Activity → The expected output is exactly the lines below, starting at the line with "tag the metal shower door frame" and ending at the line with "tag the tile patterned floor", both included; no other line belongs in it.

Dataset entries:

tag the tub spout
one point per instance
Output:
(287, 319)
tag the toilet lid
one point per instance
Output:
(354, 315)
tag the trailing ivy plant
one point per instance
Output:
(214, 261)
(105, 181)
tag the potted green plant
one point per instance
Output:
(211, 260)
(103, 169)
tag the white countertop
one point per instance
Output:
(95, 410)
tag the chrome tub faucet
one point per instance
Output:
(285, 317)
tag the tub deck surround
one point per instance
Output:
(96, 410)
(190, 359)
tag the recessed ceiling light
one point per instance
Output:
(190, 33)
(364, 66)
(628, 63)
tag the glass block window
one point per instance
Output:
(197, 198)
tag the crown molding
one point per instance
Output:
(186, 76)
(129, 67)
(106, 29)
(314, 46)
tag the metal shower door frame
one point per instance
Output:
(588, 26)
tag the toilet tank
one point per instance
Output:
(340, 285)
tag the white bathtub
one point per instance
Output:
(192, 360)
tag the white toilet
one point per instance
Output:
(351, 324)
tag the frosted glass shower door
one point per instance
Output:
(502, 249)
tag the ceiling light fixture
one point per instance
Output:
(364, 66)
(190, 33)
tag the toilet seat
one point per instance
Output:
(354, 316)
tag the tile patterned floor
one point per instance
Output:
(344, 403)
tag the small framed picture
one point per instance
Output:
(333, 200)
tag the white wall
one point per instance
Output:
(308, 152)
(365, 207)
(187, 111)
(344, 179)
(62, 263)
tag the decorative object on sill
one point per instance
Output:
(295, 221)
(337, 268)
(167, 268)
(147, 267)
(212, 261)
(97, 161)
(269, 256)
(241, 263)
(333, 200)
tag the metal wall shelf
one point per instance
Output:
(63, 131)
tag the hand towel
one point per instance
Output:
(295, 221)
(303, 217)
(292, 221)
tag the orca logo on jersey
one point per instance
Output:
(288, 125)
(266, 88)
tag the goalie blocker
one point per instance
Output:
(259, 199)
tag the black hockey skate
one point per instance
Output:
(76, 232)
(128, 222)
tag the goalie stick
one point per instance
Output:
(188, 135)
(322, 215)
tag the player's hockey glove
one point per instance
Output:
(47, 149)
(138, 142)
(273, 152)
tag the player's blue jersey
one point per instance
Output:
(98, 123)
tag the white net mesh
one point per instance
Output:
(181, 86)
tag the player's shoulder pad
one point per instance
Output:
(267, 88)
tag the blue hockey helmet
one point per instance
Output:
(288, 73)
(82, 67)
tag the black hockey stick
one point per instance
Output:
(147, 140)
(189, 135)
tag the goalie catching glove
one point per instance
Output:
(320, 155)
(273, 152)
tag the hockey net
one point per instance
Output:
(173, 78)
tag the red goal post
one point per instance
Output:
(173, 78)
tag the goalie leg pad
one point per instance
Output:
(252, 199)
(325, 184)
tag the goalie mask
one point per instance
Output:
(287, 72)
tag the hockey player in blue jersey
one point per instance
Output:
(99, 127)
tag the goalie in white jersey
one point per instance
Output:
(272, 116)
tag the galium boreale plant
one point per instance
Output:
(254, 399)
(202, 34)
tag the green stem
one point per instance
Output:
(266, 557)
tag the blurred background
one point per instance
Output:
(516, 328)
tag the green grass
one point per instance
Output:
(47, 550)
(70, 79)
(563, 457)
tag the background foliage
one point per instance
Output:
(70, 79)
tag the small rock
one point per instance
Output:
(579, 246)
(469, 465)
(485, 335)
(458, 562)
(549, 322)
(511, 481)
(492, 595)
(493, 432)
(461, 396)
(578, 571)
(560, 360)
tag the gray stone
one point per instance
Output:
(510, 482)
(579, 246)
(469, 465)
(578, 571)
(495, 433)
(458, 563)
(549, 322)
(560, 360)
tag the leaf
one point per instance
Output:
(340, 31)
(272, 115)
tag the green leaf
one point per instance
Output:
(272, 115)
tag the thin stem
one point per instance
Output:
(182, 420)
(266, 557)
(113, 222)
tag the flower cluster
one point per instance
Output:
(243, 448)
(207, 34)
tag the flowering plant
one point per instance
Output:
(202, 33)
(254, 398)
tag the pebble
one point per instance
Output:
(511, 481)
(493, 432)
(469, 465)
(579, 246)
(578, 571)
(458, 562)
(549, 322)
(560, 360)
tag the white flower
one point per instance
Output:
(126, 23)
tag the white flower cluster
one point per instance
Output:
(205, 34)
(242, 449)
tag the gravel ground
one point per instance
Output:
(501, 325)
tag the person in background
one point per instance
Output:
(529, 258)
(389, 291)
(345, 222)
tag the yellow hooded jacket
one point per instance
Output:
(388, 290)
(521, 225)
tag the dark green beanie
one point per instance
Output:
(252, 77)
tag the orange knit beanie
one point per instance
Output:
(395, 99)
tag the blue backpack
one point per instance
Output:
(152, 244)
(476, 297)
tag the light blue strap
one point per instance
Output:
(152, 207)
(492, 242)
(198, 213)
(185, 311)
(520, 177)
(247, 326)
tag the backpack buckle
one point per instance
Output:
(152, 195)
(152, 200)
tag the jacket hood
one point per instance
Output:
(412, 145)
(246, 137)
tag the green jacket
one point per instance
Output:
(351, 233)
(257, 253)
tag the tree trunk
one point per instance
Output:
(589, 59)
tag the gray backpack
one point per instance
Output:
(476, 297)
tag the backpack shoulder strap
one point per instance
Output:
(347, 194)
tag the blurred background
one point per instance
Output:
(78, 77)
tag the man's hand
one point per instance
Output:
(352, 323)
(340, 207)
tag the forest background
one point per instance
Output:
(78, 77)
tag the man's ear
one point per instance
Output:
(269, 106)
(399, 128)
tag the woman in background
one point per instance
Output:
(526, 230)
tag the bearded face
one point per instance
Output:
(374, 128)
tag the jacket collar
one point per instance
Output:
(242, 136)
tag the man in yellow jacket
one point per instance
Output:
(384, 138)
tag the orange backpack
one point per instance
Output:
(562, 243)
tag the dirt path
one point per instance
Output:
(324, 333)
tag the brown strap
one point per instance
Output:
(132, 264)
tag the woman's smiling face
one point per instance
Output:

Answer to this exercise →
tag the metal shower door frame
one point per instance
Output:
(588, 26)
tag the toilet tank
one point per instance
Output:
(340, 285)
tag the white bathtub
one point per instance
Output:
(192, 360)
tag the white toilet
one point per instance
Output:
(351, 324)
tag the frosted glass shower door
one point per instance
Output:
(502, 249)
tag the ceiling light fixture
one point per instance
Output:
(364, 66)
(190, 33)
tag the toilet seat
one point per instance
Output:
(354, 316)
tag the tile patterned floor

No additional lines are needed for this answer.